**ACTIONS TO TAKE**
1. Reproduce the passage about UCL University College, starting at "UCL University College Lillebaelt" and ending at "college in Denmark.".
2. Summarize the passage about UCL University College in two sentences.
3. Answer these questions on the passage about UCL University College.
(a) How many employees does the college have?
(b) What strait was the college named after?
(c) In which city is the headquarters located?

**PASSAGE SHOWN**
++++++++++++++++++++

UCL University College Lillebaelt (Danish: UCL Erhvervsakademi og Professionshøjskole) is one of the six regional university colleges in Denmark (professionshøjskoler) offering Bachelor courses in the southwest part of Denmark (Funen and Jutland).

It is the third-largest university college in Denmark.

In total, there are 10,000 registered students and 1,000 employees. Turnover is 475 million DKK annually.

== History ==
University College Lillebaelt was formed in 2008 by merging CVSU Fyn, CVU Fyn, CVU Jelling, Odense Socialpædagogiske Seminarium, Skårup Seminarium, Sygeplejeskolen i Vejle, Amtscentrene for Undervisning på Fyn og i Vejle and Den Sociale Højskole i Odense. The college was named after Little Belt (Lillebælt), which is the strait between the Danish island Funen and the Jutland Peninsula. On 1 August 2018 the Business Academy Lillebaelt and University College Lillebaelt were merged and are now known as UCL University College.

== Campuses ==
UCL University College has five campuses in the Southern Denmark Region. Currently, it has branches in Vejle, Odense, Jelling, Svendborg, and Fredericia. The headquarters is located in Odense.

In May 2008 UCL agreed with the University of Southern Denmark to take over the university's site at Niels Bohrs Allé in Odense in 2016 to consolidate six separate sites in Odense. The buildings had been used by the former Odense University College of Engineering and then the university's Faculty of Engineering.

++++++++++++++++++++

**RECORDED DATA**
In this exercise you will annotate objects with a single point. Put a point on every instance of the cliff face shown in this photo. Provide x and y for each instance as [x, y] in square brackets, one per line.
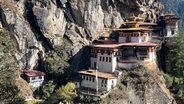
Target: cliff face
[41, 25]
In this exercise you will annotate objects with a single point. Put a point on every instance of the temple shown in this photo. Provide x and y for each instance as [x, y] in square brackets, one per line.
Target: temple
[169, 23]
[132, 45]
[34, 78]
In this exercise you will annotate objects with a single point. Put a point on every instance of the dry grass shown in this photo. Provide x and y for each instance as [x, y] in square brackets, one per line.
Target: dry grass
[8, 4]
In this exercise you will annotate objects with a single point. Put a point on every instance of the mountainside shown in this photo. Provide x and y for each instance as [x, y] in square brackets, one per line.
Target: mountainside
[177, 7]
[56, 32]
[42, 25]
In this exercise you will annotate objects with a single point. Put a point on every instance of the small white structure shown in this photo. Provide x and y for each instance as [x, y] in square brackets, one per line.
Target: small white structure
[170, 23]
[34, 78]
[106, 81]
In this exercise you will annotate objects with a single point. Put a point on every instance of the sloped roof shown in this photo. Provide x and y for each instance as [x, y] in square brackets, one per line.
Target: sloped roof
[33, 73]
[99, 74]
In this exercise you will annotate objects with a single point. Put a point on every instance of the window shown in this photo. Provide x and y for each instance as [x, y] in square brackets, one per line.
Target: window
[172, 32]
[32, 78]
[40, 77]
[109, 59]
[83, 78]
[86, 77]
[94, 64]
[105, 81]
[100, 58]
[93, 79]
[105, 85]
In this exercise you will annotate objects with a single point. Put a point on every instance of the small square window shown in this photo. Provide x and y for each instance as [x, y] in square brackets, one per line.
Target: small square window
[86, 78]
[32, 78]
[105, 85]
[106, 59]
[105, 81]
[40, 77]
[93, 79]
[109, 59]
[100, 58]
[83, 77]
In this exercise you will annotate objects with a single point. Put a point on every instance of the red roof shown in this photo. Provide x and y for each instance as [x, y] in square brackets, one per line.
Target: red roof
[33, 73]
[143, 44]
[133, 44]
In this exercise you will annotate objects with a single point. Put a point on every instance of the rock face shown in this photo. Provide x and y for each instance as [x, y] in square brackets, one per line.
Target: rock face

++++++++++++++++++++

**ANSWERS FOR THE EXERCISE**
1.
UCL University College Lillebaelt (Danish: UCL Erhvervsakademi og Professionshøjskole) is one of the six regional university colleges in Denmark (professionshøjskoler) offering Bachelor courses in the southwest part of Denmark (Funen and Jutland).

It is the third-largest university college in Denmark.

2. UCL University College Lillebaelt is one of Denmark's six regional university colleges and the third-largest, with 10,000 registered students and 1,000 employees. It was formed by a merger in 2008, merged with the Business Academy Lillebaelt in 2018, and has five campuses in the Southern Denmark Region, with its headquarters in Odense.

3.
(a) 1,000
(b) Little Belt (Lillebælt)
(c) Odense